**AIM OF THE EXERCISE**
Any picture among the records should be left out, please; retype the rest exactly.

═══

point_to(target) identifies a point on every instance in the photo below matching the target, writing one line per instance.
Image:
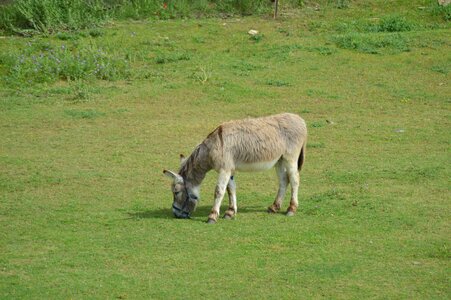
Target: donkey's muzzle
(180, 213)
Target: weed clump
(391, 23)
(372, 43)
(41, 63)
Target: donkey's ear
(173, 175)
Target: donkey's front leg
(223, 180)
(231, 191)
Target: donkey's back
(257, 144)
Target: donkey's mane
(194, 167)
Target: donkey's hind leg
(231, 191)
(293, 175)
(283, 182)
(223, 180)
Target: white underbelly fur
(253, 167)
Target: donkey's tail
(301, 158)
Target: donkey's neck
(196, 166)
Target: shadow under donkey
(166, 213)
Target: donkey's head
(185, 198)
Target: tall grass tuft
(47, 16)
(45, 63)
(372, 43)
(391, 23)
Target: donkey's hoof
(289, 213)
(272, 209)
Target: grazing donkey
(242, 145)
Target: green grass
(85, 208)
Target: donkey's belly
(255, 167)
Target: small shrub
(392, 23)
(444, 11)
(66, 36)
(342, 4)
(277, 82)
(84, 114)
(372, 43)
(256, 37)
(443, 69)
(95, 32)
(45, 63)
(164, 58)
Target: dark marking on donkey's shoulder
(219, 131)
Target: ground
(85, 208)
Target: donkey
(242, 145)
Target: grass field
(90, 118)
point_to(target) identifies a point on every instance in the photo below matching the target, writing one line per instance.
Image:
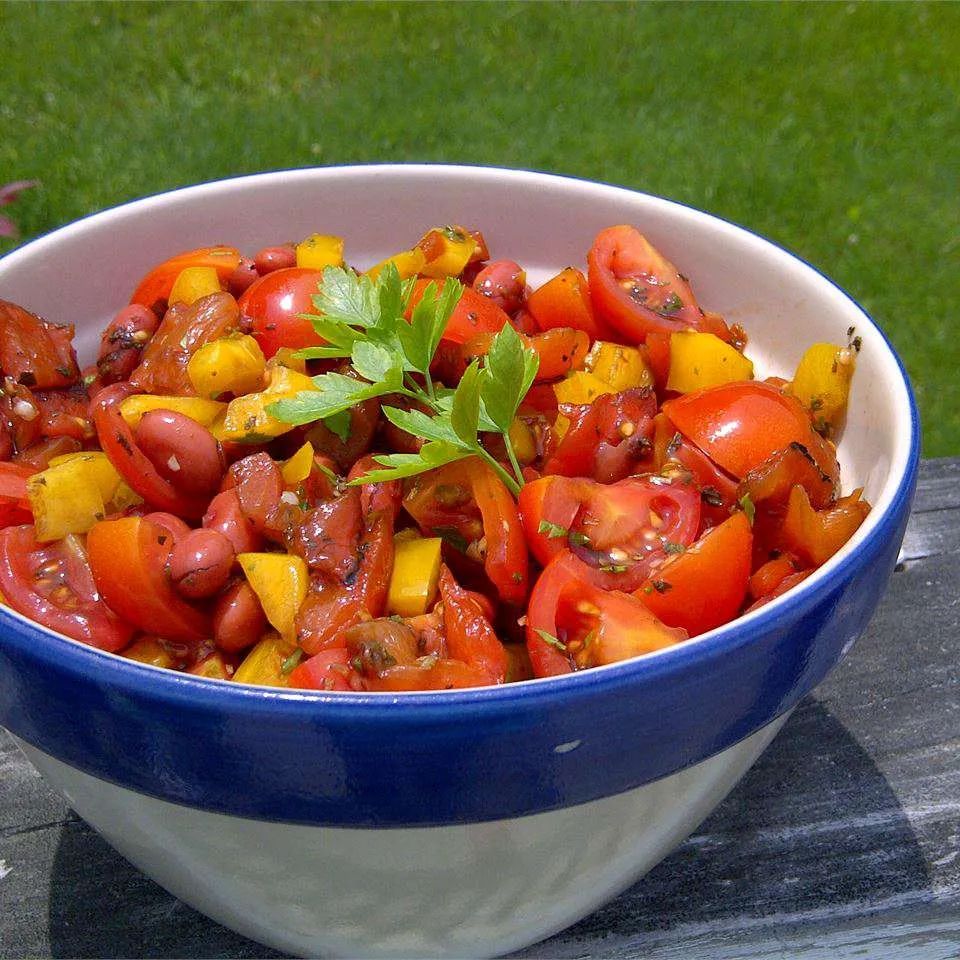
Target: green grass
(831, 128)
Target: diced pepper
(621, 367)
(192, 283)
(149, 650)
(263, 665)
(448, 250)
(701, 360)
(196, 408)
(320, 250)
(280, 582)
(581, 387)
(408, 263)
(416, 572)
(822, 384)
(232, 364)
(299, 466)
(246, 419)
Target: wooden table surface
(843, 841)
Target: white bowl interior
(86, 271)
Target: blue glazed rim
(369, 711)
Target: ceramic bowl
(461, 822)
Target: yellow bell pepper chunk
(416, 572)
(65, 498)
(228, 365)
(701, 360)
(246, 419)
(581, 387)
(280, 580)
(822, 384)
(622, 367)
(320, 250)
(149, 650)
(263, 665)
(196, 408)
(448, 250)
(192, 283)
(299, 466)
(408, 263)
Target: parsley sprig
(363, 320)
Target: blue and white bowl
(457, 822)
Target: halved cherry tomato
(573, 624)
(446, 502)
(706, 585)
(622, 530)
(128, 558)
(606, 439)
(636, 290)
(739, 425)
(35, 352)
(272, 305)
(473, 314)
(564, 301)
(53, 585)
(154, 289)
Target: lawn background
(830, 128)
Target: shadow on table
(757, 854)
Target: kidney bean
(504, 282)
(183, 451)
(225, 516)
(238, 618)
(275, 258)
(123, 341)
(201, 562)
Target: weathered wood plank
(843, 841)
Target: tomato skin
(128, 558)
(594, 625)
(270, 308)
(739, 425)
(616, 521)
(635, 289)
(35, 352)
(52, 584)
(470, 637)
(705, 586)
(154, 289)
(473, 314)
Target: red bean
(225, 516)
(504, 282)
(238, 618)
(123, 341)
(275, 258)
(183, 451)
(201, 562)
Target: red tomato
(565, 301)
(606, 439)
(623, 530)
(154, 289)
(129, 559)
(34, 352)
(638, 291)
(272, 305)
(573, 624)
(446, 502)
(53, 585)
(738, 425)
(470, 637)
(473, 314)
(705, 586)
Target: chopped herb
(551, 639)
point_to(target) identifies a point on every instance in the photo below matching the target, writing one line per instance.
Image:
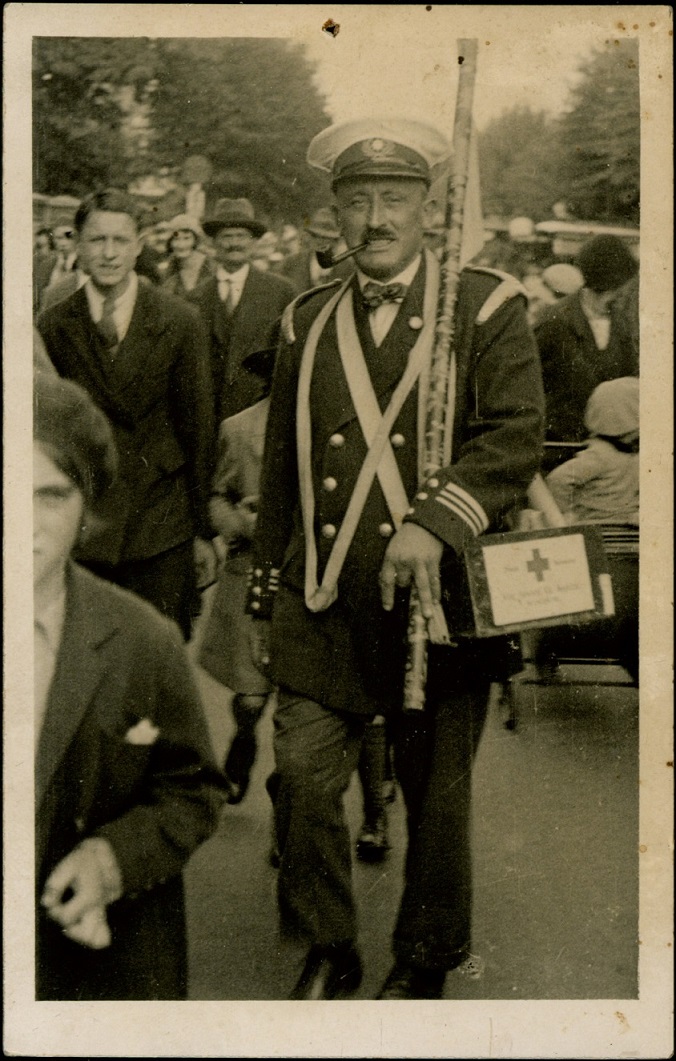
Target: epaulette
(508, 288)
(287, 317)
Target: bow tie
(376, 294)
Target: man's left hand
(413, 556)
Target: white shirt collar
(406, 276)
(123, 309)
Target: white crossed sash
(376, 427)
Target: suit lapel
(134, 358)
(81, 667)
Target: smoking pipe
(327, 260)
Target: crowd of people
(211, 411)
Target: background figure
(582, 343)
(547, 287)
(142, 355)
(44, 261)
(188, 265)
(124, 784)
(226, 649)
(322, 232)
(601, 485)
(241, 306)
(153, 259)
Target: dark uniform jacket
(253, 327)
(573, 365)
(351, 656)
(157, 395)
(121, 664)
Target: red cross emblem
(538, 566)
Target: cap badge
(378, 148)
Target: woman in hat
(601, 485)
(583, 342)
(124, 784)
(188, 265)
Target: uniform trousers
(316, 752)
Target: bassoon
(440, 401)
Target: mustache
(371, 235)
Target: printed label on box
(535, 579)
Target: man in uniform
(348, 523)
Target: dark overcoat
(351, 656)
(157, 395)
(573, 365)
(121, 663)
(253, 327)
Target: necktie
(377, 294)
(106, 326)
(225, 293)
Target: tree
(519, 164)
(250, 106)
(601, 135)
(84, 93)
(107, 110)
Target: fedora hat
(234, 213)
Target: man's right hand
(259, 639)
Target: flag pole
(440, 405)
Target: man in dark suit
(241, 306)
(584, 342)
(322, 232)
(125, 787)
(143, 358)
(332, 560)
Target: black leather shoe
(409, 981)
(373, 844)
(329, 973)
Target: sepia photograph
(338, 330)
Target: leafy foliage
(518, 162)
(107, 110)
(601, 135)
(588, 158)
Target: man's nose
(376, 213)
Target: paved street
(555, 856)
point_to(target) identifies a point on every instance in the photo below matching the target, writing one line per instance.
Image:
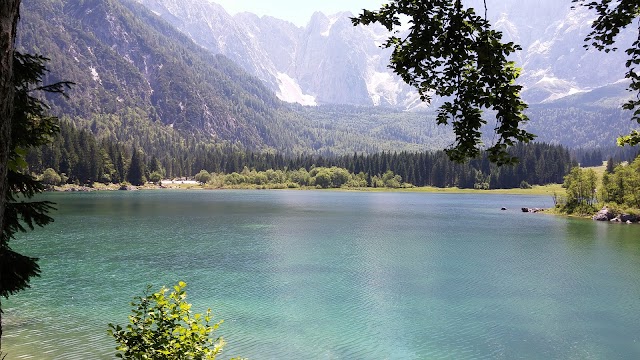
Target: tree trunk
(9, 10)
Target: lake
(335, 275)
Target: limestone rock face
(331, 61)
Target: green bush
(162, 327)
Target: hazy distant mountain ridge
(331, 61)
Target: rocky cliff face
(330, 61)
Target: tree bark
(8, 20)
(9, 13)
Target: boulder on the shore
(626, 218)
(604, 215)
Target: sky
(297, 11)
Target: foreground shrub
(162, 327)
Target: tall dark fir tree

═══

**ANSWER TO THIS EXERCISE**
point_to(target) identifies a point on every instance in the photo below matching the target, writing one line per instance.
Image:
Target: donkey's muzzle
(180, 213)
Target: weed clump
(391, 23)
(372, 43)
(41, 63)
Target: donkey's ear
(173, 175)
Target: donkey's front leg
(223, 180)
(231, 191)
Target: donkey's back
(257, 144)
Target: donkey's mane
(194, 167)
Target: donkey's hind leg
(231, 191)
(293, 175)
(283, 182)
(223, 180)
Target: white underbelly fur
(253, 167)
Target: donkey's tail
(301, 158)
Target: donkey's neck
(196, 166)
Target: shadow under donkey
(166, 213)
Target: donkey's head
(185, 198)
Target: tall grass tuft
(47, 16)
(45, 63)
(372, 43)
(391, 23)
Target: donkey's hoof
(289, 213)
(272, 209)
Target: grazing donkey
(242, 145)
Target: green grass
(85, 208)
Target: donkey's belly
(255, 167)
Target: small shrub
(392, 23)
(444, 11)
(66, 36)
(342, 4)
(277, 82)
(84, 114)
(372, 43)
(256, 37)
(443, 69)
(95, 32)
(45, 63)
(164, 58)
Target: dark marking on donkey's shoulder
(219, 131)
Target: ground
(85, 208)
Target: donkey
(242, 145)
Target: grass field
(90, 118)
point_to(target) identifies a point on every instance in the photo below matching the target, writing one line per instance.
Image:
Target: green grass
(831, 128)
Target: diced pepper
(621, 367)
(192, 283)
(149, 650)
(263, 665)
(448, 250)
(701, 360)
(196, 408)
(320, 250)
(280, 582)
(581, 387)
(408, 263)
(416, 572)
(822, 384)
(232, 364)
(299, 466)
(246, 419)
Target: wooden table surface
(843, 841)
Target: white bowl interior
(86, 271)
Target: blue glazed rim
(369, 711)
Target: ceramic bowl
(461, 822)
Target: yellow bell pepper chunk
(416, 572)
(65, 498)
(228, 365)
(701, 360)
(246, 419)
(581, 387)
(280, 580)
(822, 384)
(622, 367)
(320, 250)
(149, 650)
(263, 665)
(196, 408)
(448, 250)
(192, 283)
(299, 466)
(408, 263)
Target: parsley sprig
(363, 320)
Target: blue and white bowl
(457, 822)
Target: halved cherry tomato
(573, 624)
(446, 502)
(706, 585)
(622, 530)
(128, 558)
(606, 439)
(636, 290)
(739, 425)
(35, 352)
(272, 305)
(473, 314)
(564, 301)
(53, 585)
(154, 289)
Target: lawn background
(830, 128)
Target: shadow on table
(757, 854)
Target: kidney bean
(504, 282)
(183, 451)
(225, 516)
(238, 618)
(275, 258)
(123, 341)
(201, 562)
Target: weathered wood plank
(843, 841)
Target: tomato skin
(128, 558)
(594, 625)
(270, 308)
(739, 425)
(616, 521)
(635, 289)
(35, 352)
(52, 584)
(470, 637)
(705, 586)
(154, 289)
(473, 314)
Target: red bean
(225, 516)
(504, 282)
(238, 618)
(123, 341)
(275, 258)
(183, 451)
(201, 562)
Target: red tomato
(565, 301)
(606, 439)
(623, 530)
(154, 289)
(129, 559)
(34, 352)
(638, 291)
(272, 305)
(573, 624)
(446, 502)
(53, 585)
(738, 425)
(470, 637)
(473, 314)
(705, 586)
Target: chopped herb
(551, 639)
point_to(target) identifies a point on every instance in the photo below matching the target, writing one line per instance.
Image:
Target: epaulette
(508, 288)
(287, 317)
Target: bow tie
(376, 294)
Target: man's left hand
(413, 556)
Target: white shirt collar
(406, 276)
(123, 309)
Target: white crossed sash
(376, 427)
Target: suit lapel
(134, 358)
(81, 667)
Target: smoking pipe
(327, 260)
Target: crowd of people
(211, 411)
Target: background figure
(582, 343)
(547, 287)
(142, 355)
(44, 261)
(188, 265)
(124, 784)
(226, 649)
(322, 232)
(601, 485)
(241, 306)
(153, 259)
Target: dark uniform jacket
(253, 327)
(573, 365)
(351, 656)
(157, 395)
(121, 664)
Target: red cross emblem
(538, 566)
Target: cap badge
(378, 148)
Target: woman in hat
(601, 485)
(583, 342)
(124, 784)
(188, 265)
Target: uniform trousers
(316, 752)
Target: bassoon
(440, 401)
Target: mustache
(371, 235)
Target: printed label on box
(535, 579)
Target: man in uniform
(348, 523)
Target: dark overcoat
(351, 656)
(157, 395)
(573, 365)
(121, 663)
(253, 327)
Target: necktie
(377, 294)
(106, 326)
(225, 293)
Target: tree
(519, 164)
(250, 106)
(601, 135)
(84, 93)
(107, 110)
Target: fedora hat
(234, 213)
Target: man's right hand
(259, 639)
Target: flag pole
(440, 405)
Target: man in dark suit
(241, 306)
(584, 342)
(322, 232)
(125, 787)
(143, 358)
(332, 560)
Target: black leather shoe
(409, 981)
(373, 844)
(329, 973)
Target: sepia photograph
(338, 330)
Target: leafy foliage
(518, 162)
(107, 110)
(601, 135)
(588, 158)
Target: man's nose
(376, 213)
Target: paved street
(555, 856)
point_to(target) identifies a point on every instance in the photo below matching the target, writing one line per instance.
Image:
Target: tree trunk
(9, 10)
Target: lake
(335, 275)
Target: limestone rock face
(331, 61)
Target: green bush
(162, 327)
Target: hazy distant mountain ridge
(331, 61)
Target: rocky cliff face
(330, 61)
Target: tree bark
(8, 20)
(9, 13)
Target: boulder on the shore
(626, 218)
(604, 215)
Target: sky
(297, 11)
Target: foreground shrub
(162, 327)
Target: tall dark fir tree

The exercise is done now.